ФРАГМЕНТ ТЕКСТА –
>>>>>

Да, в Сальери вселился бес, но не романтический бес - острый, пылающий, порывистый, а бес "медленный", постепенно, методически рушащий все преграды совести, вселившийся в душу человека, который зорко различает в себе все порочное и все же бессилен этому сопротивляться. Мы присутствуем при целой "Голгофе греха"...*"
*(Александр Бенуа. Пушкинский спектакль. - "Речь", 7 апреля 1915 г.)
Станиславскому тоже не интересно было играть человека, совершающего убийство из зависти. Нет, все его помыслы устремились к проблеме "разрешения крови" во имя высокой, благородной цели. После одной из бесед с Бенуа он записал для себя: "Сальери спасает музыку, систему (нечто положительное) от гениальности (случайной и неуловимой)*". Вот что близко было создателю "системы", фанатически преданному своему искусству, готовому ради него на любые жертвы. "Бесовские побуждения" он оправдывал высшей целью своей жизни.
*(Записная книжка, 1914 г., XIV, № 788, л. 70.)
Сальери завербован своим долгом. Когда на эскизе "Бенуа изобразил дом Сальери богатым - таким, каким изображал его Шаляпин (генерал, сановник, Рубинштейн, Кюи)", Станиславский запротестовал: "Отсюда явится - зависть генерала, и это мельчит всю вещь. Напротив, если дать более бедное помещение, библиотеку ученого, тогда - все глубже выступает труд для потомства, спасение искусства*".
*(Записная книжка, 1914 г., XIV, № 788, л. 75.)
Высокой цели подчинена подвижническая, аскетическая жизнь Сальери. Актер хочет показать его мучительные раздумья после бессонной ночи, когда композитор сетует на несправедливость неба: "Все говорят, нет правды на земле. Но правды нет - и выше". Он произносит эти слова "с нетерпением, зло, нервно, избалован". Слава изменила ему, признается Сальери "с горечью, со слезами обиды". В прошлом он был велик, как император, - "кончил жалко". Но не зависть его обуревает. "Нет! Никогда я зависти не знал!" - говорит он, "поскорей, как бы торопясь оправдаться..." - "Как не стыдно, кто же это скажет. Никогда". "Завистник!" - "Я завидую... - фу, какая гадость". Несправедливость судьбы - вот причина его мучений: "Где ж правота..." В подтексте Станиславскому слышится внутренний монолог Сальери: "За что, за что?! Что же это такое, все было хорошо, и вдруг такая несправедливость, что вы со мной делаете... Жизнь незапятнанная, хорошая, чистая, и вдруг я дрянь, гадость, змея, я не заслужил..." Гений отдан "гуляке праздному" - "какая несправедливость!"
Во имя высшей справедливости Сальери и решает отравить Моцарта. В эту минуту он становится "деловит", "со страданием" готовится исполнить свой долг: "Отец решил покончить с сыном, лишить [себя] наследника". Эту страшную миссию он воспринимает как "предначертание свыше": "Я избран...", "Рок меня избрал". Для него это "религиозная служба", он "закрепощен" как "жрец, служитель муз". Если Моцарт останется жить "и новой высоты еще достигнет" - это будет беззаконием, "беспорядком", о котором Сальери говорит с "усмешкой, иронией". - "Так улетай же!" Решение принято, "и отлично", - "Вот яд". Сальери "замолк, никуда не смотрит, достал, на флягу не смотрит, вынул не смотря*".

<<<<<

МАТЕРИАЛ –
>>>>>

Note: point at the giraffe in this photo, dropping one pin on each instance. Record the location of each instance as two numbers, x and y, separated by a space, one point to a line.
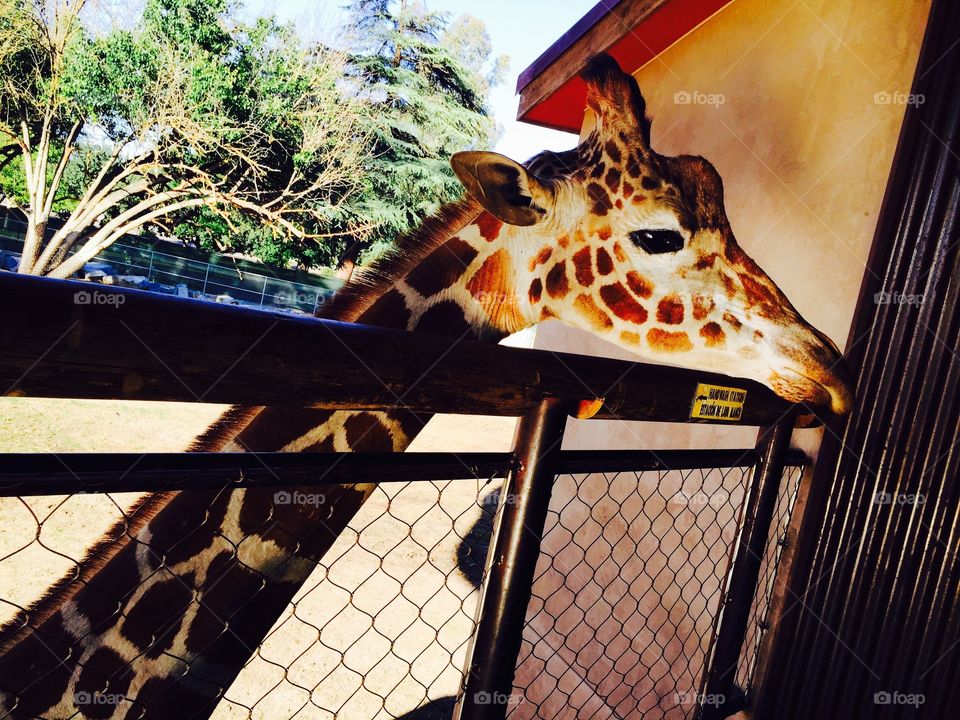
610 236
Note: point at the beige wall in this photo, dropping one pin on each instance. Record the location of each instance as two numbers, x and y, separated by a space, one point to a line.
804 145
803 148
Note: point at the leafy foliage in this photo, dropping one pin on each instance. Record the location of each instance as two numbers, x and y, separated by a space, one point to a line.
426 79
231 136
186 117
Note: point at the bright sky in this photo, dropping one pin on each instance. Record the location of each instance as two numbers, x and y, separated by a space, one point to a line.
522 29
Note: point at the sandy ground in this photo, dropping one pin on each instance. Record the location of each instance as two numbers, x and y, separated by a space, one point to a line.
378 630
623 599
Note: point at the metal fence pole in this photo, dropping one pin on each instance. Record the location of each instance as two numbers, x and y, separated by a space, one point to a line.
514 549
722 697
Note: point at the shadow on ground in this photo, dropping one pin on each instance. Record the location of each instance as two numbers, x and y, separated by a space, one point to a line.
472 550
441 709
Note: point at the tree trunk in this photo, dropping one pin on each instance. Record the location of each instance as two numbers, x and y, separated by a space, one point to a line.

<<<<<

ЧТО НУЖНО СДЕЛАТЬ –
Определите, пожалуйста, согласуются ли с фрагментом текста выше три утверждения. На каждое ответьте «да» или «нет» и приведите дословно решающие слова фрагмента.
1. Станиславский возражал против того, чтобы на эскизе Бенуа дом Сальери был богатым.
2. Станиславский хотел сыграть Сальери как человека, совершающего убийство из зависти.
3. Сетуя на несправедливость неба, Сальери в трактовке актера говорит спокойно и ровно.

РЕШЕНИЕ ЗАДАНИЯ –
1. Да: «Станиславский запротестовал».
2. Нет: «Станиславскому тоже не интересно было играть человека, совершающего убийство из зависти».
3. Нет: «с нетерпением, зло, нервно, избалован».